What the task asks: Go through the records below from the first line and print each one exactly, stopping after the line that contains "The grounding module scans the image above for the small". Do not print pictures or anything past that line.
---- Data records
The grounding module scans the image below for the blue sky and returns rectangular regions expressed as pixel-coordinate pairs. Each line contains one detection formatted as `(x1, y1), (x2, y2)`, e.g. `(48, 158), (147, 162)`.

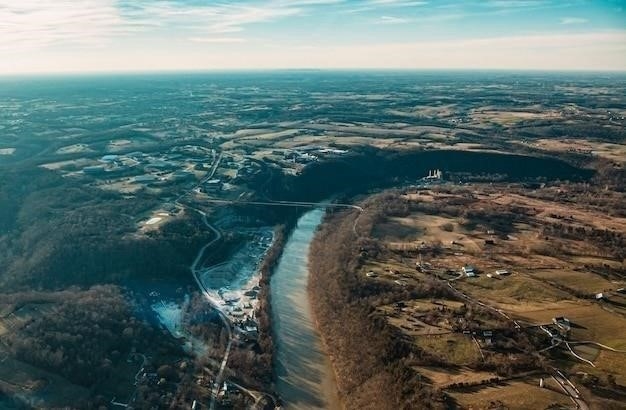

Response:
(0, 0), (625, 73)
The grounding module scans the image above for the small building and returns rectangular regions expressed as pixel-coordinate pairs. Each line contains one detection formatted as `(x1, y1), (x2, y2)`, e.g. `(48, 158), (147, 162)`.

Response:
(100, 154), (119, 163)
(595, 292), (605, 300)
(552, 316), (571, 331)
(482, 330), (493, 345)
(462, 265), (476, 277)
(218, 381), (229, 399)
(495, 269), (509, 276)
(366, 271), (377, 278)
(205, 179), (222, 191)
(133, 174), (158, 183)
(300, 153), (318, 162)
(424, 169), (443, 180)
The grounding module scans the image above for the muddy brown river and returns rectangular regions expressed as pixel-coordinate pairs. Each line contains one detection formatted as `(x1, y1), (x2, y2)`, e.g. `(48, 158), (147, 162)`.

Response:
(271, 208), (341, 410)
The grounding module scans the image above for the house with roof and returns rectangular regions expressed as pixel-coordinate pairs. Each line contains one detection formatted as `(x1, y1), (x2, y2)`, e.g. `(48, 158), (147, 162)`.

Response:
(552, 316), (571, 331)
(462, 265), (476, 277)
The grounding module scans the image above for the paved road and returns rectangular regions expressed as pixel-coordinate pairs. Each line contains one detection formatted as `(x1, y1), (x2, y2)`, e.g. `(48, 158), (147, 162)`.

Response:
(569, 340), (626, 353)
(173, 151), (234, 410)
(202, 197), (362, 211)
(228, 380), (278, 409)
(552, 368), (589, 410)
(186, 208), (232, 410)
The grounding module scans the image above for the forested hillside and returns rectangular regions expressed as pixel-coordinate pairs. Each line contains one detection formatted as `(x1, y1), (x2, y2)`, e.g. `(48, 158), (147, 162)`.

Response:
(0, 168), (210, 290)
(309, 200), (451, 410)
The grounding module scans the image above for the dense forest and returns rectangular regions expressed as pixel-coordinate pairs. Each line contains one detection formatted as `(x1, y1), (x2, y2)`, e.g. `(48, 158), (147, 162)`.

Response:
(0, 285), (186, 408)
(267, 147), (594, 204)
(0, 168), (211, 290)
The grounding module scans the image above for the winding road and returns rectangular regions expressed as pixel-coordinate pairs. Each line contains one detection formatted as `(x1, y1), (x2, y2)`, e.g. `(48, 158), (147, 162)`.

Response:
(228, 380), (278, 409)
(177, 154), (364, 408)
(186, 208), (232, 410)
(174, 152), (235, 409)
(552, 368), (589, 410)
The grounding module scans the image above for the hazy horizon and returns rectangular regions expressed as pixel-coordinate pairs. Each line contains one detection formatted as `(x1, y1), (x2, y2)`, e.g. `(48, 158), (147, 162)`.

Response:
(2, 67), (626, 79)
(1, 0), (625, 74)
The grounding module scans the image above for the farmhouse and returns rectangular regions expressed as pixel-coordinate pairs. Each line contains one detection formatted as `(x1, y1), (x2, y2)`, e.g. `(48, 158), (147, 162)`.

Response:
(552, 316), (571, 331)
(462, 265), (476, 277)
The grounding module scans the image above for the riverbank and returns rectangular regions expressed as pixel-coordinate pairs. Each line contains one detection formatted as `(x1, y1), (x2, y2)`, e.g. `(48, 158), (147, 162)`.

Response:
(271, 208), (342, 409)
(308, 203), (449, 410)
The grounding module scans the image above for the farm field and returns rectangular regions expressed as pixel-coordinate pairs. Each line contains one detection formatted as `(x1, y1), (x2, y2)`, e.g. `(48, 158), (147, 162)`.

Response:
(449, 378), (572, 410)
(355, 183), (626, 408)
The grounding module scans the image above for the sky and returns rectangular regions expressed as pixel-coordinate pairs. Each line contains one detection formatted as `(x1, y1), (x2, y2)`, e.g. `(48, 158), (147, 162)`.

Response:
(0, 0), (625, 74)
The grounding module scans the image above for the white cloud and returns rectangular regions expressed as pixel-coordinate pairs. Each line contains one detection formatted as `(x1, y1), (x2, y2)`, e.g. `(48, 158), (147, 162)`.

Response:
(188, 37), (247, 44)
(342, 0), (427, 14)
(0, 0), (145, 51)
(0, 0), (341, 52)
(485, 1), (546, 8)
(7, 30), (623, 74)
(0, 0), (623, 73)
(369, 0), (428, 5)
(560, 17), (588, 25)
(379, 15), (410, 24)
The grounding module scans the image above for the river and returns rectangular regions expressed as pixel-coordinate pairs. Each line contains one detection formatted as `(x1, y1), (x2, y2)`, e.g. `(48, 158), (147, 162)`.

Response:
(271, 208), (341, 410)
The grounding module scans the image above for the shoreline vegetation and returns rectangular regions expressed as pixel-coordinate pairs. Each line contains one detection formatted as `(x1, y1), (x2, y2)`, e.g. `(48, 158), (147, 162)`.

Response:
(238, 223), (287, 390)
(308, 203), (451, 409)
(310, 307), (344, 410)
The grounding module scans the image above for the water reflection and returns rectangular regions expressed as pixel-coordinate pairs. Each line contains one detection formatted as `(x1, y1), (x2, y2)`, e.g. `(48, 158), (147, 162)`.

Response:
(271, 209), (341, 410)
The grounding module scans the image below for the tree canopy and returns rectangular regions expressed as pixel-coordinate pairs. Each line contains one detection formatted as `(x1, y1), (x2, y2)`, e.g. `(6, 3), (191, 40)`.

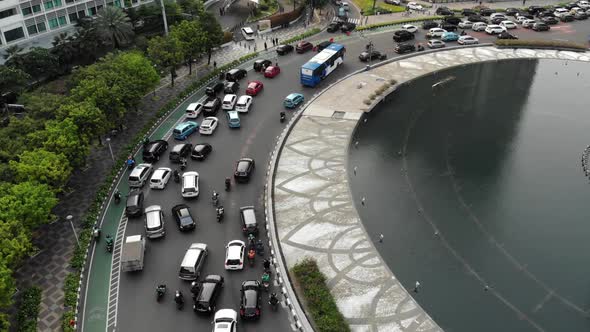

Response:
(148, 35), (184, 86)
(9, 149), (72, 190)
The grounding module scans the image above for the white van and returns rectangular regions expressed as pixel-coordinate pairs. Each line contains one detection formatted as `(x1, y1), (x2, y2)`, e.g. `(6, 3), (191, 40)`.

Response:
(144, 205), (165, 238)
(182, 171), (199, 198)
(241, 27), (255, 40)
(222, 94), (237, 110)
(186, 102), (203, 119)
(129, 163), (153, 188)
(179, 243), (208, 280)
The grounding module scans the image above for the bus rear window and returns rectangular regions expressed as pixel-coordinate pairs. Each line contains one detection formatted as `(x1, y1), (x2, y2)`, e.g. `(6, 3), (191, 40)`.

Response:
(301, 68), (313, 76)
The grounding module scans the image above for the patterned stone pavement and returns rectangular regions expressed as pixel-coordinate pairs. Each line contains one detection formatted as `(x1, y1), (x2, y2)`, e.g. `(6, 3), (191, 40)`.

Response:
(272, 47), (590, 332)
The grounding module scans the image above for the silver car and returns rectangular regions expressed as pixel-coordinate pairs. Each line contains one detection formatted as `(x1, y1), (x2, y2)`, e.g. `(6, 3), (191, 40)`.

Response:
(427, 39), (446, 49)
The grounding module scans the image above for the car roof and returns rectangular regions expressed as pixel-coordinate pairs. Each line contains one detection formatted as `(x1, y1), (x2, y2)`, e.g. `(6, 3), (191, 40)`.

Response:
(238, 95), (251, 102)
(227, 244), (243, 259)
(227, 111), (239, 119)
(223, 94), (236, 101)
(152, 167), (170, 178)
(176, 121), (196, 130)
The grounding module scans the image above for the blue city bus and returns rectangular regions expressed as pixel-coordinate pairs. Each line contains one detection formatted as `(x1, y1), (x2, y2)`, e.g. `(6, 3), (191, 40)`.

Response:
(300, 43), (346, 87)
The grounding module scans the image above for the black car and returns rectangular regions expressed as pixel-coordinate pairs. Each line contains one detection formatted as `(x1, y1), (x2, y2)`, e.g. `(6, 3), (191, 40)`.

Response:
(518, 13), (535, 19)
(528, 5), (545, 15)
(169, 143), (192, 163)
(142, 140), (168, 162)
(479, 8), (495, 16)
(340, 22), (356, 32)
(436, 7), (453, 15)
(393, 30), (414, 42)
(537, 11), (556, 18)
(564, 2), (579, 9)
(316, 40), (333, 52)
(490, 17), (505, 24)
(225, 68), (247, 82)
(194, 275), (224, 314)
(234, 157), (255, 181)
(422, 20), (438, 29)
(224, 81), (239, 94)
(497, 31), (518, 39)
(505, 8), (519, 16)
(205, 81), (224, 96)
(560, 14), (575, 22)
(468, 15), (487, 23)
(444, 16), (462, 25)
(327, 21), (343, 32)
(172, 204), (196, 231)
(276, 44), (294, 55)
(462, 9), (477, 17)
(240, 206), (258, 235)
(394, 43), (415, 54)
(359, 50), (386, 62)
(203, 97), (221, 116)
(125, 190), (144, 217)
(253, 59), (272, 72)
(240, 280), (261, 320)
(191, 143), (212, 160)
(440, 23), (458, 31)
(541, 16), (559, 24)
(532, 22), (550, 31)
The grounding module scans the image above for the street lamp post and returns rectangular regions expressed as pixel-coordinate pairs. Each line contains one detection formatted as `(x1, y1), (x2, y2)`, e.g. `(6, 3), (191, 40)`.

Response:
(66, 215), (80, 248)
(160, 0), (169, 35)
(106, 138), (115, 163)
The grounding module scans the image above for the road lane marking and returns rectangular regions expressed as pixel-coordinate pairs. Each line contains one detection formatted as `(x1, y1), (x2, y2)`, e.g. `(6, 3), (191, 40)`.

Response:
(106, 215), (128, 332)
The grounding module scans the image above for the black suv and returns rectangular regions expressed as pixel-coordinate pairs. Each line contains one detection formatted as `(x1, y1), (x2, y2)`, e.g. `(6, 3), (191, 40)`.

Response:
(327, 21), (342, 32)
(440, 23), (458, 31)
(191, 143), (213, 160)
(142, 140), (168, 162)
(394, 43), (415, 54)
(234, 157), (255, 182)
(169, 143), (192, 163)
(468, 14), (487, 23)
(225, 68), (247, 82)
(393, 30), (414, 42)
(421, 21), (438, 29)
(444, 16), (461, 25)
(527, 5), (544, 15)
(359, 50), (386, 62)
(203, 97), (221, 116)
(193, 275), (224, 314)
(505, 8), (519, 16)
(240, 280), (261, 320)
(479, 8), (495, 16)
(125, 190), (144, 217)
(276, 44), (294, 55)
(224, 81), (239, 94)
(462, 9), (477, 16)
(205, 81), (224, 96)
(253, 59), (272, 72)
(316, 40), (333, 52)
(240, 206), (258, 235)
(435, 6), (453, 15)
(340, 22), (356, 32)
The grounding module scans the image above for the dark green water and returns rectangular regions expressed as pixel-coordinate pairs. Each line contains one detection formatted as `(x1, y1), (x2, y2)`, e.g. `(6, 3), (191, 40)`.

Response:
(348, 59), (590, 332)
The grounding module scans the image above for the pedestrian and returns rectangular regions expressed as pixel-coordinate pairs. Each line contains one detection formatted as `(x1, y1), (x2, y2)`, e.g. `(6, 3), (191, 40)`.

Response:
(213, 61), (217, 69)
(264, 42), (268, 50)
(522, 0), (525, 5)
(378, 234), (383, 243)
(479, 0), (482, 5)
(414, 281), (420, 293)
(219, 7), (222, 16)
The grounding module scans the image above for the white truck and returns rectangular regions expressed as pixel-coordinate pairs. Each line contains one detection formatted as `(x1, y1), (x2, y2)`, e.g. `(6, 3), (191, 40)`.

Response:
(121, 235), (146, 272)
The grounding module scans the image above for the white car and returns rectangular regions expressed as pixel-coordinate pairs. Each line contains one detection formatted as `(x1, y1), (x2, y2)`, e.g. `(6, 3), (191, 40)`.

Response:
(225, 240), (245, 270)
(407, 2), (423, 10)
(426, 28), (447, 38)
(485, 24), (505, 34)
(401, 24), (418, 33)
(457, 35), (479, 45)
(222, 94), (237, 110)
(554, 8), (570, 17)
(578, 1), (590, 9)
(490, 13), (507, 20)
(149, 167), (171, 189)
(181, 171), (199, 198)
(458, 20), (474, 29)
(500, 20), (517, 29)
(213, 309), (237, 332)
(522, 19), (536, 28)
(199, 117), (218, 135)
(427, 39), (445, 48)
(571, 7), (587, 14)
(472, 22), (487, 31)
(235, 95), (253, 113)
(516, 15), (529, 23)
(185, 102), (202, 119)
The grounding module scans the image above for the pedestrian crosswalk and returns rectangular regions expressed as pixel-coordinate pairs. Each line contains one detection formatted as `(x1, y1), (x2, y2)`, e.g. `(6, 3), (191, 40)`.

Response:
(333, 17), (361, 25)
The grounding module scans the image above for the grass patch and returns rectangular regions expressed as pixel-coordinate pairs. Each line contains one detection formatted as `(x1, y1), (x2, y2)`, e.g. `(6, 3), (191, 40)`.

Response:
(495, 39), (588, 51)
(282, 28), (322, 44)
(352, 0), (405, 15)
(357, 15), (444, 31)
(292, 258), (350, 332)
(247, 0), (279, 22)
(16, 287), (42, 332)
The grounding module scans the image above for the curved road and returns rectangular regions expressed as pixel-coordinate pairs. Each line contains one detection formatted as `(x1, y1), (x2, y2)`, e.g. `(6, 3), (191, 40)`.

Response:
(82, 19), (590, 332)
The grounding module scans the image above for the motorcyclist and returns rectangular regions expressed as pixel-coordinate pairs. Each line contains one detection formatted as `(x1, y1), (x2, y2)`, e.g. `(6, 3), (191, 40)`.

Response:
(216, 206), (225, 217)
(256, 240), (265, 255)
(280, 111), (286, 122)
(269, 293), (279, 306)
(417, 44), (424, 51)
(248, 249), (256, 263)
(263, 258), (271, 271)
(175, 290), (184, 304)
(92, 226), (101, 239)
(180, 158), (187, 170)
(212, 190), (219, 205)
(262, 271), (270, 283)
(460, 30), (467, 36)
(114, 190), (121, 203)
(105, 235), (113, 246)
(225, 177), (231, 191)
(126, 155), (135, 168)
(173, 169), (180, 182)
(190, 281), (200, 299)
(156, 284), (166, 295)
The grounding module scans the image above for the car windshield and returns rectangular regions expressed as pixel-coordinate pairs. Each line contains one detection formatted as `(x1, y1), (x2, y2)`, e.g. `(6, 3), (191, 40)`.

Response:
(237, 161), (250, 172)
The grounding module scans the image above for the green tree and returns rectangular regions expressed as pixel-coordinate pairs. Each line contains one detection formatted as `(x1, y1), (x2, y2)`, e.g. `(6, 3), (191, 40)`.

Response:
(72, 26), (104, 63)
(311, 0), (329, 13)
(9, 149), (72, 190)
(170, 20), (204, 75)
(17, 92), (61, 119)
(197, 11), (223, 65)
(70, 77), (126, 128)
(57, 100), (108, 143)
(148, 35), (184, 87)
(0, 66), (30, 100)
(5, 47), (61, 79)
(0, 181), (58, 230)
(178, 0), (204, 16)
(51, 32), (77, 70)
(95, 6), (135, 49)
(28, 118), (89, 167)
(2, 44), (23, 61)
--------
Result of the task:
The grounding module scans the image below for the blue sky and returns rectangular regions expressed as pixel-coordinate pairs. Each line contains one detection formatted as `(x1, y1), (x2, y2)`, e.g. `(48, 158), (147, 162)`.


Response:
(0, 0), (625, 73)
The grounding module scans the image above for the small building and returns rectangular regions expressed as pixel-coordinate pairs. Each line contains one detection formatted as `(x1, y1), (x2, y2)`, e.g. `(48, 158), (147, 162)`.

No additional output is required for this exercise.